## PROMPT 1
For the passage on Christianity and the United States, decide whether each statement agrees with it: (a) The passage says the word "Christianity" is defined realistically in the United States. (b) The passage says the people of the United States are overwhelmingly Christian. (c) The passage calls realism a distinguishing mark of the philosophy of Catholicism. Answer each with yes or no and quote the deciding words.
## PROMPT 2
Please reproduce word for word everything in the passage on Christianity and the United States from "Also, we must" down to "nominally Christian State.".

## EXTRACT

- - -

THE UNITED STATES is not a Christian country; this claim can be substantiated first by examining the beliefs of most of her Founding Fathers, and secondly by the nature of the political process itself: can true Christian discipleship exist within a man (or woman!) who desires the power invested in the U.S. government, and more importantly, is willing to do the vile things that are required to get elected?
Also, we must understand that even though the people of the United States are overwhelmingly Christian, the word ‘Christianity’ is defined here nominalistically — that is, the word is merely a vocal utterance, which means whatever the sayer wants it to mean. Under this hollow, un-philosophical system, what is Christian for you may not be Christian for me, and that the only things that our ‘Christianities’ have in common is the name, which means that the word means nothing at all. While we can take solace in Our Lord's promise that “where there are two or three gathered together in my name, there am I in the midst of them,” this is not a comprehensive theology for either the Church or for a nominally Christian State.
Realism, and not nominalism, is a great distinguishing mark of the philosophy of Catholicism, and this realism is key to having solid mathematics and natural sciences — and also theology and political science.

- - -

## GIVEN MATERIAL
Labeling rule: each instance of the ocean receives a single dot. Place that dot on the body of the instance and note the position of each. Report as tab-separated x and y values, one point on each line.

- - -

## OUTPUT 1
(a) No: "the word ‘Christianity’ is defined here nominalistically"
(b) Yes: "even though the people of the United States are overwhelmingly Christian"
(c) Yes: "Realism, and not nominalism, is a great distinguishing mark of the philosophy of Catholicism"

## OUTPUT 2
Also, we must understand that even though the people of the United States are overwhelmingly Christian, the word ‘Christianity’ is defined here nominalistically — that is, the word is merely a vocal utterance, which means whatever the sayer wants it to mean. Under this hollow, un-philosophical system, what is Christian for you may not be Christian for me, and that the only things that our ‘Christianities’ have in common is the name, which means that the word means nothing at all. While we can take solace in Our Lord's promise that “where there are two or three gathered together in my name, there am I in the midst of them,” this is not a comprehensive theology for either the Church or for a nominally Christian State.